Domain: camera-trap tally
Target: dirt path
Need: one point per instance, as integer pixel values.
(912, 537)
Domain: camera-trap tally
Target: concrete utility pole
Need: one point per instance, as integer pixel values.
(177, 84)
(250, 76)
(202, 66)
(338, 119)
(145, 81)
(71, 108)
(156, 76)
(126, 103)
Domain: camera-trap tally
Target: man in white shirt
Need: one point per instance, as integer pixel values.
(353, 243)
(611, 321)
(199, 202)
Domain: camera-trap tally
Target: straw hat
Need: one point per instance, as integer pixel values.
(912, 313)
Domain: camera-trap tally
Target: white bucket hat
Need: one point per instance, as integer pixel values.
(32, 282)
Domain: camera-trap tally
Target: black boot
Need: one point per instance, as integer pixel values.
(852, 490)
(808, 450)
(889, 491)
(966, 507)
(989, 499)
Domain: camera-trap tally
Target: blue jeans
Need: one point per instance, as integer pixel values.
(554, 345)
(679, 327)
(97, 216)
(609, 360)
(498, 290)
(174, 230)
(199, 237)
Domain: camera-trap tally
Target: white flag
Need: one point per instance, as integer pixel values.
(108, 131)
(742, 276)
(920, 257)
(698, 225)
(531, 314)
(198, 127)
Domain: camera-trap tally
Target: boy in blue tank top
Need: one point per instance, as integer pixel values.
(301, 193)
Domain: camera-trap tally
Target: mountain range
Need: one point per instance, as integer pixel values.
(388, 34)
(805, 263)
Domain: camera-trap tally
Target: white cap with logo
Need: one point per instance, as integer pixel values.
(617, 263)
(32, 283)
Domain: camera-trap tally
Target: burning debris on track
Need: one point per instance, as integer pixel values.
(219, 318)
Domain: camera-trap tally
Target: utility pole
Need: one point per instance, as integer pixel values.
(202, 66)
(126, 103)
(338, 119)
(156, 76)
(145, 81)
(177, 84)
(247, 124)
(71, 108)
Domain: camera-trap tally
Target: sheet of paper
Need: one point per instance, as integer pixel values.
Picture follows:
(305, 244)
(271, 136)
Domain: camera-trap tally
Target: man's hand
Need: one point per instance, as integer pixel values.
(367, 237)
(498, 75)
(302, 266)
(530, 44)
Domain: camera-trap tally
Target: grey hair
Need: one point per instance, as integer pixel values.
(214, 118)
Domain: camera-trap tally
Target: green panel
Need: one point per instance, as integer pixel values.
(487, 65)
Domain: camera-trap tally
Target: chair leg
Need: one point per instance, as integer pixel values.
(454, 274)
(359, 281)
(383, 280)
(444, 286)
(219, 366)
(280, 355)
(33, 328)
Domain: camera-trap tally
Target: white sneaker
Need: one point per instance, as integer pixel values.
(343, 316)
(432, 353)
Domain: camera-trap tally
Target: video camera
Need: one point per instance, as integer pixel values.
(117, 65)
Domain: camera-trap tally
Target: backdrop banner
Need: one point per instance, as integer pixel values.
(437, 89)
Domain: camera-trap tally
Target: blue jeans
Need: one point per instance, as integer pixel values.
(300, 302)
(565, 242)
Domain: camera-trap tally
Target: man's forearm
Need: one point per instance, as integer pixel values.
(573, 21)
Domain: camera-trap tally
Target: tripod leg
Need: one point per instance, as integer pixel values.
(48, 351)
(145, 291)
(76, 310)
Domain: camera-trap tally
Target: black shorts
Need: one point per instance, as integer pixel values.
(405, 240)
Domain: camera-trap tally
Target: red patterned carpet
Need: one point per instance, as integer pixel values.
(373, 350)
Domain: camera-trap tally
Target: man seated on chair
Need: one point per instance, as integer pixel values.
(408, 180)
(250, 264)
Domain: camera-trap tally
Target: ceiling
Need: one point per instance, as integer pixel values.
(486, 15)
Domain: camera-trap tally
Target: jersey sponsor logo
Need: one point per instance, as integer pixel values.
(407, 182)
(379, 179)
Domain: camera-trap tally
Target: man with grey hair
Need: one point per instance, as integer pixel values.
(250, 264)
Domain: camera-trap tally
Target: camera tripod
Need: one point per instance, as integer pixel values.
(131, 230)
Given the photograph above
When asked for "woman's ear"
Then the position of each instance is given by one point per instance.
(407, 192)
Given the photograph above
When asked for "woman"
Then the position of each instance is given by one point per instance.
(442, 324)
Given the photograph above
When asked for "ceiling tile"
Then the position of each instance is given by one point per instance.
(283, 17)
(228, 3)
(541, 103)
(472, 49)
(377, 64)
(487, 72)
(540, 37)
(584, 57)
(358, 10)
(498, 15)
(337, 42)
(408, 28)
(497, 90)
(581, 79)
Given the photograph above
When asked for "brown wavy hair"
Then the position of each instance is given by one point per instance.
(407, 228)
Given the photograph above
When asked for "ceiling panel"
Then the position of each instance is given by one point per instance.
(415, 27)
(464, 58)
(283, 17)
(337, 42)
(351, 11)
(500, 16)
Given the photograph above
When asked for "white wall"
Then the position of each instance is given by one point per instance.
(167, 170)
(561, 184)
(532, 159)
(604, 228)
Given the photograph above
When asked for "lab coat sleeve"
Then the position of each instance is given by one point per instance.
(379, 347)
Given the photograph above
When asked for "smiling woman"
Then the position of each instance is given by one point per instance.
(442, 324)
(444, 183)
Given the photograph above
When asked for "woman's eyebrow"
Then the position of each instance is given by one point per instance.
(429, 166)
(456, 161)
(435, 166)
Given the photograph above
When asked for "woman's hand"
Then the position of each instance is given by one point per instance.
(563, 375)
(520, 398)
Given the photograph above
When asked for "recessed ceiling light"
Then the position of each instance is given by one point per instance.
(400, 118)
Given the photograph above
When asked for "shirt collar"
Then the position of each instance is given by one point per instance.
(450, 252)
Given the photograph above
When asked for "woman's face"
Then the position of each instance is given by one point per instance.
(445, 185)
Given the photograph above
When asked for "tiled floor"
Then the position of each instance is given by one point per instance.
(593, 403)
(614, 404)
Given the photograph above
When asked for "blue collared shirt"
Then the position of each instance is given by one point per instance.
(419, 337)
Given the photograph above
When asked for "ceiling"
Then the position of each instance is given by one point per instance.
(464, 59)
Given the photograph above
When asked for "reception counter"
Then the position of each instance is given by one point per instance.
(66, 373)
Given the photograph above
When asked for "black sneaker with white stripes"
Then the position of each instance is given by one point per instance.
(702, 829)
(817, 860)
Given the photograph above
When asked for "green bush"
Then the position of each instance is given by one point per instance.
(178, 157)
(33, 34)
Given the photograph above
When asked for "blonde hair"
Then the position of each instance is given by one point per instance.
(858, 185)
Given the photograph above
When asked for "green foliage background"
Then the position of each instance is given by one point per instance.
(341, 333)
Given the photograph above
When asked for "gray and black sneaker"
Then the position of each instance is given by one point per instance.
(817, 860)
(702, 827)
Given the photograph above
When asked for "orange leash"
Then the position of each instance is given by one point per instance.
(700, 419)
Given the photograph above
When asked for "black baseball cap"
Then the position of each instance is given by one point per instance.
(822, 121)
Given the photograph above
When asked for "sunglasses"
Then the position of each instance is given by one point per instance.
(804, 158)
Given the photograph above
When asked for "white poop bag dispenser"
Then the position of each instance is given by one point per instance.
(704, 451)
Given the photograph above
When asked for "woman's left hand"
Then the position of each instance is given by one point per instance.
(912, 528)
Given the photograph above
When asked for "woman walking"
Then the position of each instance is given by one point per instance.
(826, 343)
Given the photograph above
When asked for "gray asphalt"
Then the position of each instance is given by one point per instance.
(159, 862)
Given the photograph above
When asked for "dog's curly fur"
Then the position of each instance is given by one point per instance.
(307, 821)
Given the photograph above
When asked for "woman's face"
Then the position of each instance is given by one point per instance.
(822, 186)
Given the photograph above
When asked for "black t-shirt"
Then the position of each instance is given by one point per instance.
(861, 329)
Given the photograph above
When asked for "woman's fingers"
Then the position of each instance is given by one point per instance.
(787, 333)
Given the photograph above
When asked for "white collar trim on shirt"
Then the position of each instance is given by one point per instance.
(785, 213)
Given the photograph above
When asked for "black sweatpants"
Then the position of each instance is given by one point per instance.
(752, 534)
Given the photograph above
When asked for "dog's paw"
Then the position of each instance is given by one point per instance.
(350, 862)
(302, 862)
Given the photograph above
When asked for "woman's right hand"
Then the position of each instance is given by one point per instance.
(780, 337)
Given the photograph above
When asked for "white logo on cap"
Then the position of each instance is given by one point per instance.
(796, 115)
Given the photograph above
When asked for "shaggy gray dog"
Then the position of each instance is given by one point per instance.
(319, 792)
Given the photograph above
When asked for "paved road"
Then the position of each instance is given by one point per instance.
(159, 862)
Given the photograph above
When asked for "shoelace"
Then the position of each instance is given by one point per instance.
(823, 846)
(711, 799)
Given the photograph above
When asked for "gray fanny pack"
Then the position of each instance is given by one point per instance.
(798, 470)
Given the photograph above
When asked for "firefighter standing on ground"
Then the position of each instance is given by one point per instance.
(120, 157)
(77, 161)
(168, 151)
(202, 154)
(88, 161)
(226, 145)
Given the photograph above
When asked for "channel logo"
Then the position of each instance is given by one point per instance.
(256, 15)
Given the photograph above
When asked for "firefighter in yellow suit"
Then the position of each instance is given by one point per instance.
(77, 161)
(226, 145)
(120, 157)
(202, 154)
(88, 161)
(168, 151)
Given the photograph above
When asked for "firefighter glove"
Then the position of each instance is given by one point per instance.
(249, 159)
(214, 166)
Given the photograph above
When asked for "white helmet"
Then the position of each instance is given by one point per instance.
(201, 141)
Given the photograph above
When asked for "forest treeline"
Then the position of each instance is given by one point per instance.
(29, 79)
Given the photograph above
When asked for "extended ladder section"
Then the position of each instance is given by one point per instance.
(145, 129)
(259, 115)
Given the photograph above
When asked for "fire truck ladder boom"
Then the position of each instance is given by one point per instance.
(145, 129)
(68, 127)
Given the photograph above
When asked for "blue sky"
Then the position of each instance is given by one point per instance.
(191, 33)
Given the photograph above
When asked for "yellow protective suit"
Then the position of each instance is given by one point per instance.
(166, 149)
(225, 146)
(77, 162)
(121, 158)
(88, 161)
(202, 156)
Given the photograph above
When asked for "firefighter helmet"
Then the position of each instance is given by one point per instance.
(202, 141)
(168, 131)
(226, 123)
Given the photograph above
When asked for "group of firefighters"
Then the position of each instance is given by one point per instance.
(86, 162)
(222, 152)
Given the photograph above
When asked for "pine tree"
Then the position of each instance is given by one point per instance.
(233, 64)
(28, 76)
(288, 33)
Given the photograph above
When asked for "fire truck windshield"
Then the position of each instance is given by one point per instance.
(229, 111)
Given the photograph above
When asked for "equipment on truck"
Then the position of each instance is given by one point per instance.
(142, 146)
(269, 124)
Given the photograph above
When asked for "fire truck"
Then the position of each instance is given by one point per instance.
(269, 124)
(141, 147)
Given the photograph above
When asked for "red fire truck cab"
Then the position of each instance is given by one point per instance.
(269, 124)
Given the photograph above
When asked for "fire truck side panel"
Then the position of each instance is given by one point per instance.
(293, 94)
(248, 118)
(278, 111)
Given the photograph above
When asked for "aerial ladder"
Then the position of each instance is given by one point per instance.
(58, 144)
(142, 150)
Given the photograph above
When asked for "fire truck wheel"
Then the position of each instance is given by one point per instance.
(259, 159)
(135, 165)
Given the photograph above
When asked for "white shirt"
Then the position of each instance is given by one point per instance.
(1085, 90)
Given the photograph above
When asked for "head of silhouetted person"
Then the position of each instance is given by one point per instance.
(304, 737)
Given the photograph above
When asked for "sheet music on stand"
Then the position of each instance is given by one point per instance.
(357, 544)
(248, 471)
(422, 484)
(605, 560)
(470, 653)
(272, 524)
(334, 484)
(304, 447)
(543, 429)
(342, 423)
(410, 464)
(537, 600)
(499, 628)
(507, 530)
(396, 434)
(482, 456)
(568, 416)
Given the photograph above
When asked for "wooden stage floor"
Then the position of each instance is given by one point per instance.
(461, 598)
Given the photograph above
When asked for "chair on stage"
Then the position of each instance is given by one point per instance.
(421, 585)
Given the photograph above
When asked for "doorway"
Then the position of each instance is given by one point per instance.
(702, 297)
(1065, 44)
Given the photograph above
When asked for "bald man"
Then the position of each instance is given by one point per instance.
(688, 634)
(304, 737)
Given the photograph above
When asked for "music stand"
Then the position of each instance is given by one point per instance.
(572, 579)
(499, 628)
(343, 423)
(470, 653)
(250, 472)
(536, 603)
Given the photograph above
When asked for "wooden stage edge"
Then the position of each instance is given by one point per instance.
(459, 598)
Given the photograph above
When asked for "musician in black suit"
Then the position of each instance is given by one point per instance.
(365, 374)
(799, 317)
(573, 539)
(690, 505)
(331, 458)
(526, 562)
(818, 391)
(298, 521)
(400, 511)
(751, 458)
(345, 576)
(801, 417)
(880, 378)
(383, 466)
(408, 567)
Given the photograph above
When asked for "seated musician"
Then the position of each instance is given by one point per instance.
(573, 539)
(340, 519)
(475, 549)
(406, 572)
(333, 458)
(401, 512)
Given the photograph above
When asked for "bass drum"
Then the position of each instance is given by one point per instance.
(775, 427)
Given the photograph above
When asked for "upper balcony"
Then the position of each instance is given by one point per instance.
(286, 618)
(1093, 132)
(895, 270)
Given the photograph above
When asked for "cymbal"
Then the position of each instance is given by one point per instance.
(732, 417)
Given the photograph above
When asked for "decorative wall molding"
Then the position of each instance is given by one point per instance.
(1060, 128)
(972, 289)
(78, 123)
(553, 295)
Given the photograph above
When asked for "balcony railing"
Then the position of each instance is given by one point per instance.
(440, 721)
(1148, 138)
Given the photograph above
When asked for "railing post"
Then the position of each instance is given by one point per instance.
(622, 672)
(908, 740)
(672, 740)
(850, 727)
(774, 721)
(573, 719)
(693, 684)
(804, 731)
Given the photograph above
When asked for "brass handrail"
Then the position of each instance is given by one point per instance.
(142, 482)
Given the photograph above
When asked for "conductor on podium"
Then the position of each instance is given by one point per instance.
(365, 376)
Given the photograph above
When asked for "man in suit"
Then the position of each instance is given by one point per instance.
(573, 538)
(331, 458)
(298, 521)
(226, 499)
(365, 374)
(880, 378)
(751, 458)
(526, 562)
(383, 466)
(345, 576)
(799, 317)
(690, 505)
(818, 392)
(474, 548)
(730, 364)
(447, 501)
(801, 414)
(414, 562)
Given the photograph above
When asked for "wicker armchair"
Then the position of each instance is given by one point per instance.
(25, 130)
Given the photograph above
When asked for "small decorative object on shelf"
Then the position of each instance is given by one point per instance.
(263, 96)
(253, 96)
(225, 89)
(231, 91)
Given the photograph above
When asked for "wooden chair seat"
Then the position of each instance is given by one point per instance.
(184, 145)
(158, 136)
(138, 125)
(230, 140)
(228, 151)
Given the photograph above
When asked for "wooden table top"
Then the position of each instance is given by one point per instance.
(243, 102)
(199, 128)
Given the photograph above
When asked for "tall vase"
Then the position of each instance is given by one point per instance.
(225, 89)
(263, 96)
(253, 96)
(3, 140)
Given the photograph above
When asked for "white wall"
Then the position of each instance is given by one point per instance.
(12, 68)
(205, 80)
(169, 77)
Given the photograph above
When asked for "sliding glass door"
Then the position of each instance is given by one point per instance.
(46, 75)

^^^^

Determine the number of lines in these entries that contain the word "floor", and write only that number.

2